Data listing
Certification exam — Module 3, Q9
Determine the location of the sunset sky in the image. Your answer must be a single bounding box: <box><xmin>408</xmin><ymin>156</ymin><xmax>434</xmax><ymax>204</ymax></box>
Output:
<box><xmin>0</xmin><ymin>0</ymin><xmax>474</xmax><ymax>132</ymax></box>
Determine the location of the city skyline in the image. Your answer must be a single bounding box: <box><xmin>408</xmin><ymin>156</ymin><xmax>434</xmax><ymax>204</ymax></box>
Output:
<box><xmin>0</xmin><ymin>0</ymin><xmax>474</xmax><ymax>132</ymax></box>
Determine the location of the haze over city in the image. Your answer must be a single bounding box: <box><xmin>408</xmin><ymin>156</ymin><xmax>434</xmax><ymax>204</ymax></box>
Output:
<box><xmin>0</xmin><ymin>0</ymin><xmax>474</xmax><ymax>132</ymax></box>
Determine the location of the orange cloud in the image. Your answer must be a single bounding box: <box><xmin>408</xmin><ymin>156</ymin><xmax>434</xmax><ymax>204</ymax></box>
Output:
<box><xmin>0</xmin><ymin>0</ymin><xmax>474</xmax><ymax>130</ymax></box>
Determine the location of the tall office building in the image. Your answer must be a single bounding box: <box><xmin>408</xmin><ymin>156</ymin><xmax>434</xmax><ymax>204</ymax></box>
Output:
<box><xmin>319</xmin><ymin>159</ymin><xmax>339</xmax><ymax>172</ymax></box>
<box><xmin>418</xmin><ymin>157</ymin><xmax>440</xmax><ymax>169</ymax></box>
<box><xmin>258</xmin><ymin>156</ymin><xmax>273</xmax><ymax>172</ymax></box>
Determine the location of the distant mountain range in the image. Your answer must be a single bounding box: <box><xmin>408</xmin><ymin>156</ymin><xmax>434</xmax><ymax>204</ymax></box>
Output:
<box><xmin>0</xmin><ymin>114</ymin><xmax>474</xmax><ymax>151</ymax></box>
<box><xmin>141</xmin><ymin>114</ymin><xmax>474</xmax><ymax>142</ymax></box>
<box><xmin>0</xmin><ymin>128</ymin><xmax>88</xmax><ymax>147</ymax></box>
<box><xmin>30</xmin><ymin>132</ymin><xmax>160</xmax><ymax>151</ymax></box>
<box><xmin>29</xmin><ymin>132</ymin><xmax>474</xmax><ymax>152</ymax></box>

Your objective => Reproduce every line of the material, requests included, starting with the line containing "Determine the location of the distant" and going on through the end of the material. Add 23 to each bounding-box coordinate in the answers, leaving the requests and their sample boxes unchanged.

Solution for this problem =>
Determine the location of the distant mountain range in the image. Your answer must be a single bounding box: <box><xmin>408</xmin><ymin>156</ymin><xmax>434</xmax><ymax>204</ymax></box>
Output:
<box><xmin>23</xmin><ymin>137</ymin><xmax>497</xmax><ymax>174</ymax></box>
<box><xmin>164</xmin><ymin>137</ymin><xmax>497</xmax><ymax>165</ymax></box>
<box><xmin>23</xmin><ymin>151</ymin><xmax>111</xmax><ymax>170</ymax></box>
<box><xmin>53</xmin><ymin>155</ymin><xmax>183</xmax><ymax>174</ymax></box>
<box><xmin>52</xmin><ymin>155</ymin><xmax>497</xmax><ymax>175</ymax></box>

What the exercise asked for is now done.